== Data provided

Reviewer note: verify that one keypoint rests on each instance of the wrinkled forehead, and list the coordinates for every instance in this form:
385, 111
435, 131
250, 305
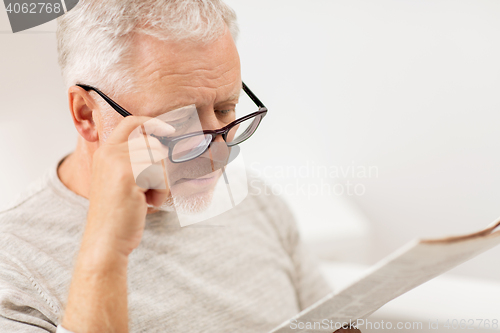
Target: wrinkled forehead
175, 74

====

- _Written problem_: Rewrite all the data above in full and increase each coordinate in the answers by 48, leaving every other number unchanged. Omit the pictures.

- _The result_:
Reviewer note: verify that one keypoint rests on each instance of the wrinkled forehead, and list the coordinates for every instance in this form:
385, 111
435, 131
250, 305
Target: wrinkled forehead
223, 122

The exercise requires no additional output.